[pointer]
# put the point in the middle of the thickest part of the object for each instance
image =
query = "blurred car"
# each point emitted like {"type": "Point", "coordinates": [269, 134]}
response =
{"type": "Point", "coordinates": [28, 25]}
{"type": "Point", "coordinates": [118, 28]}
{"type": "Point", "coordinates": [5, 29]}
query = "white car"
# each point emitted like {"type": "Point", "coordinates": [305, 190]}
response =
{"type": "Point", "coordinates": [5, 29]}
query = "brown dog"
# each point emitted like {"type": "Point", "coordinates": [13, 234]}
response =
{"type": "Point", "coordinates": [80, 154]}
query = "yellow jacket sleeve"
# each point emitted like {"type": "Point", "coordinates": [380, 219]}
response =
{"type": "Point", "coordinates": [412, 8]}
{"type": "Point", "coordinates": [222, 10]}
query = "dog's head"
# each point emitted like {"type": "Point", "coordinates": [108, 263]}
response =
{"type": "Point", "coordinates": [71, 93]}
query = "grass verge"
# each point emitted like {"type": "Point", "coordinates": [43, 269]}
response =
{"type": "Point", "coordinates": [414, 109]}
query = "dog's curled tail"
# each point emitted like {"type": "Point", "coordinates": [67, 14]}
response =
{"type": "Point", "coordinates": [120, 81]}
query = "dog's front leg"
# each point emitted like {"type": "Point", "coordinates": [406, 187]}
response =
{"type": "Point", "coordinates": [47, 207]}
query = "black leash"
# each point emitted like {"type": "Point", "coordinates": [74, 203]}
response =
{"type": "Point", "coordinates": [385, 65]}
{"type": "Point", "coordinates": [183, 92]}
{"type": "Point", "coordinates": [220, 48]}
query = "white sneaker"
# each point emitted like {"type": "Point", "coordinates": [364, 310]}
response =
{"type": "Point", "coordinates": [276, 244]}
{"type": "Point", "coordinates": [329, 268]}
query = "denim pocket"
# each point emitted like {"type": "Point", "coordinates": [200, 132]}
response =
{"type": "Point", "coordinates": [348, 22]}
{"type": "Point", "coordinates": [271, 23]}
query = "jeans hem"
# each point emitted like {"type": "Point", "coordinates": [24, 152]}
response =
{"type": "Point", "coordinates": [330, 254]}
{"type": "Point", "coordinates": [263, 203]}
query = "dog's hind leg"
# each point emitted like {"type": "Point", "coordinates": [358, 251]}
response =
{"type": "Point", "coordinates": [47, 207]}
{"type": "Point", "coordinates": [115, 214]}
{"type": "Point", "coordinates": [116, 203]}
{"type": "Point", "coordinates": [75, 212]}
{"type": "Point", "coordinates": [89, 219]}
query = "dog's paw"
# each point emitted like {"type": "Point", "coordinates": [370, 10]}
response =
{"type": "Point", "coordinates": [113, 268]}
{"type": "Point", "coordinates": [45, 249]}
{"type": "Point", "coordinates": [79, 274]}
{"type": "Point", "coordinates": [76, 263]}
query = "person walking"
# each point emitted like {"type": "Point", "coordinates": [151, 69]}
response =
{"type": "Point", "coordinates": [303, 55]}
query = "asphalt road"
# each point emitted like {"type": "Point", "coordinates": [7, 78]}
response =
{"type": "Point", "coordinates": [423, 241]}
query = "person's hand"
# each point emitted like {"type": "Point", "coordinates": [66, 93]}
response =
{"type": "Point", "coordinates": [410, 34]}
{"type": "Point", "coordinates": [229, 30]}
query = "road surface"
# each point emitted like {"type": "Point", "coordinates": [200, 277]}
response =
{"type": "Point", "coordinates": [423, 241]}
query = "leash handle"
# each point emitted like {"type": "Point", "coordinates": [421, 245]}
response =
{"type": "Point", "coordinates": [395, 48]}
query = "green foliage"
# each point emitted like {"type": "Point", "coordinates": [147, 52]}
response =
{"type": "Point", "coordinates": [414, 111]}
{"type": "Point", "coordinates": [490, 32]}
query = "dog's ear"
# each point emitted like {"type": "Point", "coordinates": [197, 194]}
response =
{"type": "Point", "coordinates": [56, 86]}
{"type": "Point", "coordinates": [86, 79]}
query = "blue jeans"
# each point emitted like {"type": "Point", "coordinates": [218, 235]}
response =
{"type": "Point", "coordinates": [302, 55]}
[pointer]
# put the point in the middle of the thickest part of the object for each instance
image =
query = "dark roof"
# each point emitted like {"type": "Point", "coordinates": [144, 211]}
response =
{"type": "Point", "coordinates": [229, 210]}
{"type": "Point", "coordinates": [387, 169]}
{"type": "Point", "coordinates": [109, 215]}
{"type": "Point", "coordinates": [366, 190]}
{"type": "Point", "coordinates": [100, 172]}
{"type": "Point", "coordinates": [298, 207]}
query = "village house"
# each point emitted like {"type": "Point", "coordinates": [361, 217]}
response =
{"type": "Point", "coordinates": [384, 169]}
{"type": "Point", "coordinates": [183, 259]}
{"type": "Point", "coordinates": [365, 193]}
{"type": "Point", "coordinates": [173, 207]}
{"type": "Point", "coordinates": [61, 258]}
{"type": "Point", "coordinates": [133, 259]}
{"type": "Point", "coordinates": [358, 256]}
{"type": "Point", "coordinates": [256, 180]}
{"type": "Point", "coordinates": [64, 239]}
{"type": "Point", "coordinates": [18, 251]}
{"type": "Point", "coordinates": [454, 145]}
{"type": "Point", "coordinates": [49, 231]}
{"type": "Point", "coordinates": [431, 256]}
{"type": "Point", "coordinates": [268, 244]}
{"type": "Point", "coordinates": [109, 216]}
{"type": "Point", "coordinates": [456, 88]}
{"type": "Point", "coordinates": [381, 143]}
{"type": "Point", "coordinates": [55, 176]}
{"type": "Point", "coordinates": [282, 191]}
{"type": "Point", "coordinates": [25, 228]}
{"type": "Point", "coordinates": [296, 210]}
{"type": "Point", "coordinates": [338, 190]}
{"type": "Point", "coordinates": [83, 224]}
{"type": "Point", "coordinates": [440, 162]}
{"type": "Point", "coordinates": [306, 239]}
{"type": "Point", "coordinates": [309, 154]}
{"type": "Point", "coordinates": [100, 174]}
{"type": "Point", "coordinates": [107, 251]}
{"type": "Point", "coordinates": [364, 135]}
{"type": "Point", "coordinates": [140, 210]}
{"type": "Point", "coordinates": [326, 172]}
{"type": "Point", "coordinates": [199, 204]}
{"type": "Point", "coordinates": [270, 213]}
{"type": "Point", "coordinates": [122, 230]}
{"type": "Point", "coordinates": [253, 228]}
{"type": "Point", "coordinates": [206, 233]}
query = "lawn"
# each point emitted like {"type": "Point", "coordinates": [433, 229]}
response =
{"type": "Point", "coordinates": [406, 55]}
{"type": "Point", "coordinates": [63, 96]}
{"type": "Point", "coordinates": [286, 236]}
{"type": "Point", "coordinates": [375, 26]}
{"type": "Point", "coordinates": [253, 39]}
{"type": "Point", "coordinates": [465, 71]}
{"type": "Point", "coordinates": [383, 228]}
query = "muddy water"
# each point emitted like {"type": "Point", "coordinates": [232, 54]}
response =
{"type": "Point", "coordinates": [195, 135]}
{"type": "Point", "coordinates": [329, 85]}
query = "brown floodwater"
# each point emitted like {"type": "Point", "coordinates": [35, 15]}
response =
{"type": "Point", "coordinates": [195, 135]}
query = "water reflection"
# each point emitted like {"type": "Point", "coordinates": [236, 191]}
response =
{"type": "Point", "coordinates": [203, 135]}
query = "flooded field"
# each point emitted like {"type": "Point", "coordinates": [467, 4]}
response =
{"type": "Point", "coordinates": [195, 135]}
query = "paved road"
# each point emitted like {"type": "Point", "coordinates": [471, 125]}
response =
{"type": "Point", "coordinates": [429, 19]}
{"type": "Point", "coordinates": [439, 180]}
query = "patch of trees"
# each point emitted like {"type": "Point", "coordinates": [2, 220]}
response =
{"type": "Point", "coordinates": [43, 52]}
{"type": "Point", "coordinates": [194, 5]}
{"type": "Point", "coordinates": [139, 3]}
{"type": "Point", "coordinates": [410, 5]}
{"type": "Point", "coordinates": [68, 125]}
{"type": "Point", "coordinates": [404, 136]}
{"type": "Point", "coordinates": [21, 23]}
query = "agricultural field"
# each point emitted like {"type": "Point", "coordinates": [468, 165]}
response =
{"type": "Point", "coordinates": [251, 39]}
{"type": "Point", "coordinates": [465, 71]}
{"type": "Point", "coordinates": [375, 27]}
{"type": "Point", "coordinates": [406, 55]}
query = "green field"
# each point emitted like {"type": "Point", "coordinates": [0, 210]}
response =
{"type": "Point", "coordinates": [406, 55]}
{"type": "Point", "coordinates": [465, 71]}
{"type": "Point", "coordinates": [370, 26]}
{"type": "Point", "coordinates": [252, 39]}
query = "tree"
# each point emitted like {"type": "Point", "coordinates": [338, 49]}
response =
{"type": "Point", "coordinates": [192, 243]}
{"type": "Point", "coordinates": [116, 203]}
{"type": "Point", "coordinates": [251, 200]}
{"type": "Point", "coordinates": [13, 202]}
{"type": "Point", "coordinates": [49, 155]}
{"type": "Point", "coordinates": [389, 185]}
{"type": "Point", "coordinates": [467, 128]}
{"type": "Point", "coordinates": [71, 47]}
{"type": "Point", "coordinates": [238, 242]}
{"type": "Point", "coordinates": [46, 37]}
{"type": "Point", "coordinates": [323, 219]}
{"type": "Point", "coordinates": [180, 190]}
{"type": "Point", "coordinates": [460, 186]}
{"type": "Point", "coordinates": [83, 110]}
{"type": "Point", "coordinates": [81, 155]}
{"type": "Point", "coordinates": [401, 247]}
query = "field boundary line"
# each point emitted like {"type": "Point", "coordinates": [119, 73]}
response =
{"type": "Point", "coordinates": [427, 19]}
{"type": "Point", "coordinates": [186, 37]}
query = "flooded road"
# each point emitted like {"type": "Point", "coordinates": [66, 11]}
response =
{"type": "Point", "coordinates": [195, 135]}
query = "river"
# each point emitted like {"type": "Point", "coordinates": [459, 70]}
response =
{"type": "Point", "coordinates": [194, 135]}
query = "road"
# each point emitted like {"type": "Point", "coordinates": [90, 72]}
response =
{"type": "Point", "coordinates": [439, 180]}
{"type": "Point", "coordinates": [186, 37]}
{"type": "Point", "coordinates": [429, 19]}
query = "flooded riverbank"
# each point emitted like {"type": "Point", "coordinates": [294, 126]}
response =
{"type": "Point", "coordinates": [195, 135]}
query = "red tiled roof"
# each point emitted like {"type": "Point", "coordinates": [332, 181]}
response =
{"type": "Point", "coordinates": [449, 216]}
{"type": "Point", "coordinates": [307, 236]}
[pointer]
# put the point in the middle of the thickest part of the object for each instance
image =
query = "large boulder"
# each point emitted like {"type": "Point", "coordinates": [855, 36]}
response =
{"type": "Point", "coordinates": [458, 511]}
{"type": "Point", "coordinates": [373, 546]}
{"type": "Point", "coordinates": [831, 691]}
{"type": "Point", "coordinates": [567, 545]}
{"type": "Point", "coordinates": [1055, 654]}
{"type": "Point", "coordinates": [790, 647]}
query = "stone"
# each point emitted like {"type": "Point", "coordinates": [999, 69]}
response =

___

▸ **STATED EXERCISE**
Gather each line above that contains the string "leash". Case counts.

▸ **THE OUTPUT**
query = "black leash"
query = "leash handle"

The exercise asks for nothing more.